--- Start EXCERPTED PASSAGE ---

The Return Of SCSI

There was a time when high-performance disk drives used SCSI — the Small Computer System Interface — and everything else was kid stuff. Now, advanced forms of SCSI are still around but there are other high-performing disk interfaces, too. But some old gear really loves their classic SCSI ports, and [Adrian] decided to try hooking some of them up to some modern computers. You can see how he did in the video below.

The key to the attempt is a USB to SCSI adapter which was unusual but not unheard of, and [Adrian] came across one from 1999. Of course, you have to wonder if a modern computer will support the device or will be able to load the drivers from the old CD.

One of the problems with these adapters is that SCSI was a high-performance bus for its day, and the corresponding USB speed was not so much. Parallel SCSI used differential signaling and could reach up to 320 MB/s. Ordinary USB weighs in at 1.5 MB/s. USB 2 did a little better, but it would take USB 3 to eclipse the old SCSI data rate. Of course, SCSI went serial like USB and modern serial-attached SCSI can blow the doors off even the fastest USB devices.

--- End EXCERPTED PASSAGE ---

(WRITTEN EXERCISE 1) Render every line of the listing as a Markdown table with two columns, Number and Listing line, numbering the rows in order and skipping any blank lines.
The SCSI article and the listing have no connection to each other.

--- Start DATA ---

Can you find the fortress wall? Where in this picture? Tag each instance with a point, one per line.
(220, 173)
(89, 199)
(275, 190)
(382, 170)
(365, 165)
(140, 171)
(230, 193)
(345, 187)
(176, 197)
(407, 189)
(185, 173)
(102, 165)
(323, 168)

--- End DATA ---

(WRITTEN EXERCISE 2) In the SCSI article, what top speed could parallel SCSI reach?

(TASK OUTPUT 1)
| Number | Listing line |
|---|---|
| 1 | Can you find the fortress wall? Where in this picture? Tag each instance with a point, one per line. |
| 2 | (220, 173) |
| 3 | (89, 199) |
| 4 | (275, 190) |
| 5 | (382, 170) |
| 6 | (365, 165) |
| 7 | (140, 171) |
| 8 | (230, 193) |
| 9 | (345, 187) |
| 10 | (176, 197) |
| 11 | (407, 189) |
| 12 | (185, 173) |
| 13 | (102, 165) |
| 14 | (323, 168) |

(TASK OUTPUT 2) Parallel SCSI could reach up to 320 MB/s.